> _Exercise task_:
Copy out the listing in full, exactly as written, but not its pictures.

> _Input records_:
------------------------------------

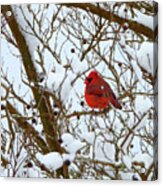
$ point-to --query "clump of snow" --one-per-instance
(69, 157)
(142, 104)
(89, 137)
(146, 55)
(127, 161)
(23, 16)
(70, 144)
(52, 161)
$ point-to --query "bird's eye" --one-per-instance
(89, 79)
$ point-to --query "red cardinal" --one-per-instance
(98, 93)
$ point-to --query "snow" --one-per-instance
(139, 16)
(127, 161)
(93, 137)
(31, 41)
(52, 161)
(146, 57)
(89, 137)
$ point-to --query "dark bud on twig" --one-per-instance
(33, 120)
(42, 167)
(82, 103)
(60, 140)
(84, 41)
(135, 178)
(67, 162)
(78, 117)
(29, 165)
(72, 50)
(2, 107)
(28, 107)
(131, 146)
(55, 113)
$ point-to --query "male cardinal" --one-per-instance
(98, 93)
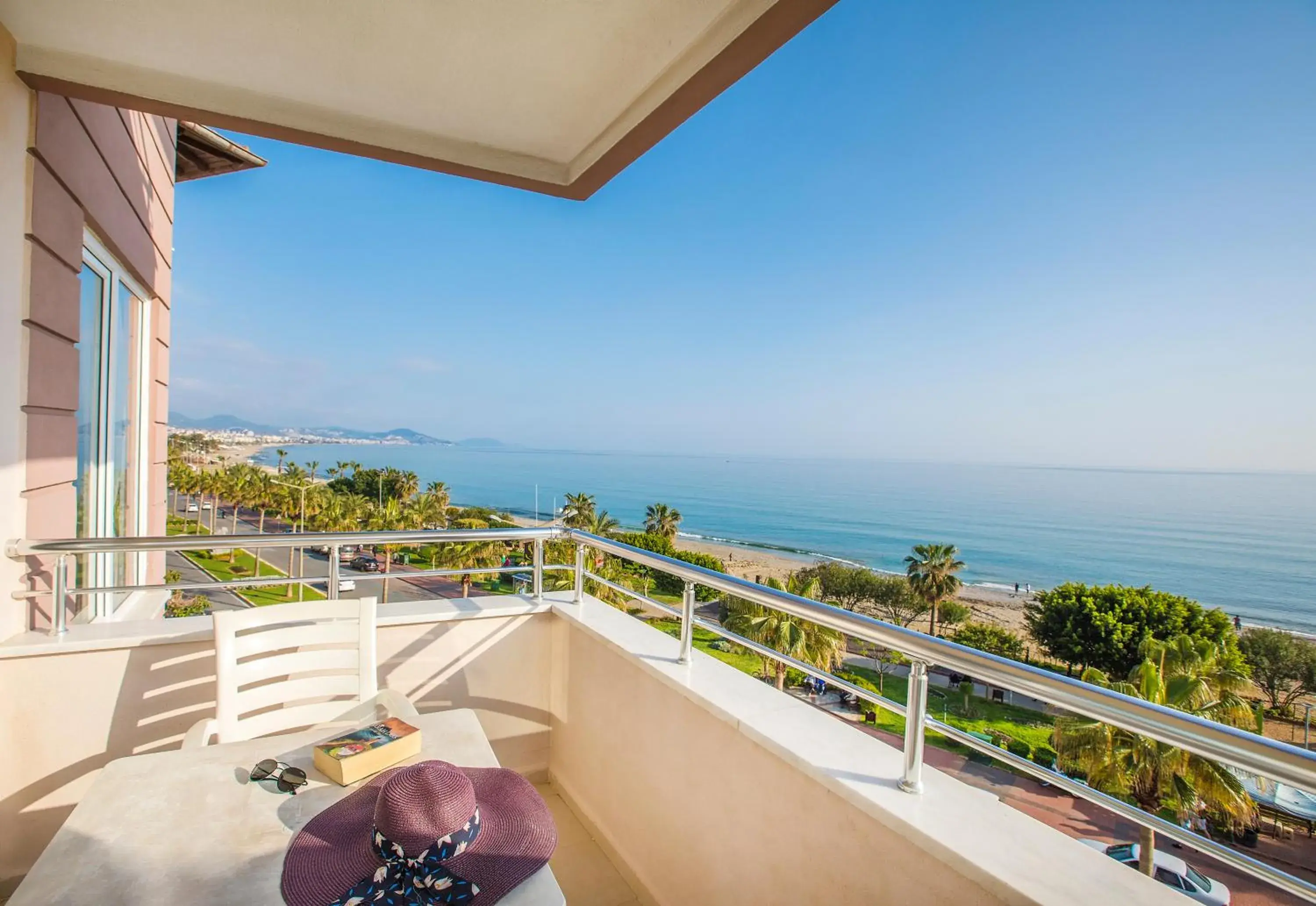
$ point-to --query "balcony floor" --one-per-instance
(586, 875)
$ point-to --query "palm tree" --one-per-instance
(431, 509)
(1187, 676)
(390, 517)
(406, 484)
(932, 575)
(662, 520)
(791, 635)
(578, 510)
(470, 555)
(440, 491)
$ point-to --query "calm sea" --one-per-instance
(1245, 542)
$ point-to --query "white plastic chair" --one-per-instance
(315, 658)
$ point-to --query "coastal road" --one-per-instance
(315, 566)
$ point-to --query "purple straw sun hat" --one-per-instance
(431, 833)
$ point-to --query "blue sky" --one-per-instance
(1078, 235)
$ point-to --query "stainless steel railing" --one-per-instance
(1212, 741)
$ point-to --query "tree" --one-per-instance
(431, 509)
(440, 492)
(786, 633)
(932, 575)
(1103, 626)
(662, 520)
(993, 639)
(472, 555)
(1284, 666)
(1189, 675)
(578, 510)
(390, 517)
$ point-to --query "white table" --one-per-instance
(189, 826)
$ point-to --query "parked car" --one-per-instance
(1170, 871)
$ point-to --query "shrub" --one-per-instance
(1019, 747)
(187, 606)
(669, 584)
(1103, 625)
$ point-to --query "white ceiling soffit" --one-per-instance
(549, 95)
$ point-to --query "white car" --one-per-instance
(1170, 871)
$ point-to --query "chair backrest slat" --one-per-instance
(294, 663)
(290, 692)
(291, 718)
(303, 670)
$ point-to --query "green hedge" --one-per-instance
(1019, 747)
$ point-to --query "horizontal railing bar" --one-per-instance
(762, 650)
(25, 547)
(269, 580)
(1206, 738)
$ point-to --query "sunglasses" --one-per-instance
(287, 778)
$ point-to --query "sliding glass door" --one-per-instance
(112, 423)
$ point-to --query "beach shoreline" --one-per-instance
(747, 559)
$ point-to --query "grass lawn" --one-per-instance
(177, 526)
(741, 660)
(243, 568)
(1030, 726)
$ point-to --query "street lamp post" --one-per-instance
(300, 529)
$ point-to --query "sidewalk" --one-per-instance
(1080, 818)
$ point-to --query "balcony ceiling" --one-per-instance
(548, 95)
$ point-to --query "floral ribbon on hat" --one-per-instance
(420, 881)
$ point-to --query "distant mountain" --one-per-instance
(329, 433)
(220, 424)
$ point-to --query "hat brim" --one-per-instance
(333, 852)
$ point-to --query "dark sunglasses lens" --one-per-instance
(264, 770)
(291, 779)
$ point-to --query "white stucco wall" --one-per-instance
(15, 191)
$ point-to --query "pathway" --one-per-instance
(1080, 818)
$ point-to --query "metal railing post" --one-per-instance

------------------------------------

> _Problem solution_:
$ point-to --query "clump of snow" --one-per-instance
(69, 157)
(142, 104)
(89, 137)
(146, 55)
(127, 161)
(23, 16)
(70, 144)
(52, 161)
$ point-to --query "bird's eye" --one-per-instance
(89, 79)
$ point-to --query "red cardinal" --one-per-instance
(98, 93)
$ point-to --query "snow" --one-per-instance
(139, 16)
(127, 161)
(93, 137)
(31, 41)
(52, 161)
(146, 57)
(89, 137)
$ point-to --query "dark bud on twig" --one-per-instance
(33, 120)
(42, 167)
(82, 103)
(60, 140)
(84, 41)
(135, 178)
(67, 162)
(78, 117)
(29, 165)
(72, 50)
(2, 107)
(28, 107)
(131, 146)
(55, 113)
$ point-to --query "male cardinal" --one-per-instance
(98, 93)
$ point-to --query "balcony floor" --one-per-instance
(586, 875)
$ point-to --query "palm tree" --one-per-instance
(431, 509)
(1187, 676)
(390, 517)
(406, 484)
(932, 575)
(662, 520)
(791, 635)
(578, 510)
(470, 555)
(440, 491)
$ point-to --query "calm sea" --one-per-instance
(1245, 542)
$ point-to --query "white plastic chair" --one-per-instance
(315, 658)
$ point-to --query "coastal road" --one-per-instance
(315, 566)
$ point-to --query "purple straw sun hat" --one-per-instance
(431, 833)
$ point-to --query "blue sky" --one-per-instance
(1078, 235)
$ point-to --query "stainless steel railing" --one-per-instance
(1212, 741)
$ point-to --query "tree" --one-per-instance
(431, 509)
(440, 492)
(786, 633)
(932, 575)
(1103, 626)
(662, 520)
(993, 639)
(472, 555)
(1284, 666)
(1189, 675)
(578, 510)
(390, 517)
$ point-to --query "white table" --one-per-instance
(189, 826)
$ point-to --query "parked car" --one-per-instance
(1170, 871)
$ point-to --query "shrub" --one-per-instance
(1019, 747)
(187, 606)
(669, 584)
(1103, 625)
$ point-to --query "white ceiling soffit" --one-per-instance
(549, 95)
$ point-to --query "white car" --one-per-instance
(1170, 871)
$ point-to --query "chair backrest slat" --one-per-instance
(294, 663)
(290, 692)
(291, 718)
(303, 670)
$ point-to --query "green hedge" --one-per-instance
(1019, 747)
$ point-to --query "horizontal railing bar" --one-per-instance
(762, 650)
(25, 547)
(269, 580)
(1206, 738)
$ point-to --query "sunglasses" --one-per-instance
(287, 778)
$ point-to --query "sliding glass door" --one-per-instance
(112, 423)
$ point-to --query "beach shoreline" --one-per-instance
(747, 559)
$ point-to --query "grass lawn" --one-per-instance
(177, 526)
(741, 660)
(243, 568)
(1030, 726)
$ point-to --query "street lamp post" --one-per-instance
(300, 529)
$ point-to --query "sidewalk" --one-per-instance
(1080, 818)
$ point-to --query "balcony ceiling" --one-per-instance
(548, 95)
$ point-to --query "floral ribbon on hat" --one-per-instance
(420, 881)
$ point-to --query "distant mountain" --one-per-instance
(329, 433)
(220, 424)
$ point-to --query "hat brim" --one-per-instance
(333, 852)
$ point-to --query "dark sunglasses lens" --one-per-instance
(264, 770)
(291, 779)
$ point-to --query "white stucco wall" --one-per-instance
(15, 191)
$ point-to --query "pathway" --one-per-instance
(1080, 818)
$ point-to --query "metal railing post" --one-per-instance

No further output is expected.